_Task material_.
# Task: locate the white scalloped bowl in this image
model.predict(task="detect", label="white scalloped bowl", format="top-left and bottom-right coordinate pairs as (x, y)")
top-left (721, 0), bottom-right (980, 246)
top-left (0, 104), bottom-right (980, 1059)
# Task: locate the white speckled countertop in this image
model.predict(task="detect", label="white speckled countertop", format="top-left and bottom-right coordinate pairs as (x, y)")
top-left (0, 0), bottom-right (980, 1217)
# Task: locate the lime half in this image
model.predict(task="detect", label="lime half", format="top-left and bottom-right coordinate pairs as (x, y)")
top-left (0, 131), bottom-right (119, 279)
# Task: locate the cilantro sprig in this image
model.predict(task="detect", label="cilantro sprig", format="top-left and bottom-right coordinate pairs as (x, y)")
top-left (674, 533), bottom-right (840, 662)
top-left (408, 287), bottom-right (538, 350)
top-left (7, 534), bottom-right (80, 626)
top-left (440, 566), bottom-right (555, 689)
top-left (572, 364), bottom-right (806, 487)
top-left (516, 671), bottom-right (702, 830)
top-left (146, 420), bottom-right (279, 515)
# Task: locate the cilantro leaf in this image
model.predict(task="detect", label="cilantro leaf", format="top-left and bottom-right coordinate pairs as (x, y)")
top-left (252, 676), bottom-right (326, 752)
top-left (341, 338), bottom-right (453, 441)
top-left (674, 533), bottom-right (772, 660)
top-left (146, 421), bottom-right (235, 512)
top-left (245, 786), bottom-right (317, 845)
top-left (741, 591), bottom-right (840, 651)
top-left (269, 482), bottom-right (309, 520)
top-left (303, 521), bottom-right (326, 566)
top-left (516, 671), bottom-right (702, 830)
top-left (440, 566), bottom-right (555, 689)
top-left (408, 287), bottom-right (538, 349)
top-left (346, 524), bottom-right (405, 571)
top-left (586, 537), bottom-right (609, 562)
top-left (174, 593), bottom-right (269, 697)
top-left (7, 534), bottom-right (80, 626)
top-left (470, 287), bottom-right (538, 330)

_Stated goal_. Convert the records above into a two-column CSV with the headers input and output, giving one row per record: put the record's text under input and its answer under output. Wrap each field in quotes and replace any line breaks inside a field with spaces.

_Task solution_.
input,output
"# Task: locate the white scalloped bowl in this image model.predict(task=""detect"", label=""white scalloped bowl"", format=""top-left and bottom-right coordinate pairs as (x, y)"")","top-left (721, 0), bottom-right (980, 246) top-left (0, 104), bottom-right (980, 1059)"
"# Task: locate the white speckled countertop in this image model.predict(task=""detect"", label=""white speckled countertop"", format=""top-left and bottom-right coordinate pairs as (x, y)"")","top-left (0, 0), bottom-right (980, 1217)"
"# Task: locate the lime half in this image model.predict(task=""detect"", label=""lime half"", format=""top-left and bottom-right coordinate pairs as (x, y)"")","top-left (0, 131), bottom-right (119, 279)"
"# Task: locate the cilantro sprig in this image model.predict(task=""detect"", label=""cilantro sprig"", format=""top-left and bottom-right coordinate pairs as (x, y)"")","top-left (674, 533), bottom-right (840, 662) top-left (408, 287), bottom-right (538, 350) top-left (7, 534), bottom-right (80, 626) top-left (440, 566), bottom-right (555, 689) top-left (572, 364), bottom-right (806, 487) top-left (516, 671), bottom-right (702, 830) top-left (146, 420), bottom-right (279, 515)"
"# Task: locate the cilantro leaf in this image model.predict(task=""detect"", label=""cilantro leaf"", format=""top-left and bottom-right coordinate pairs as (x, y)"")","top-left (252, 676), bottom-right (326, 752) top-left (341, 338), bottom-right (453, 441) top-left (674, 533), bottom-right (772, 660) top-left (146, 421), bottom-right (235, 512) top-left (245, 786), bottom-right (317, 845) top-left (741, 591), bottom-right (840, 651) top-left (269, 482), bottom-right (309, 520) top-left (303, 521), bottom-right (326, 566) top-left (516, 671), bottom-right (702, 830) top-left (440, 566), bottom-right (555, 689) top-left (408, 287), bottom-right (538, 349) top-left (346, 524), bottom-right (405, 571) top-left (586, 537), bottom-right (609, 562) top-left (174, 593), bottom-right (269, 697) top-left (7, 534), bottom-right (80, 626) top-left (470, 287), bottom-right (538, 330)"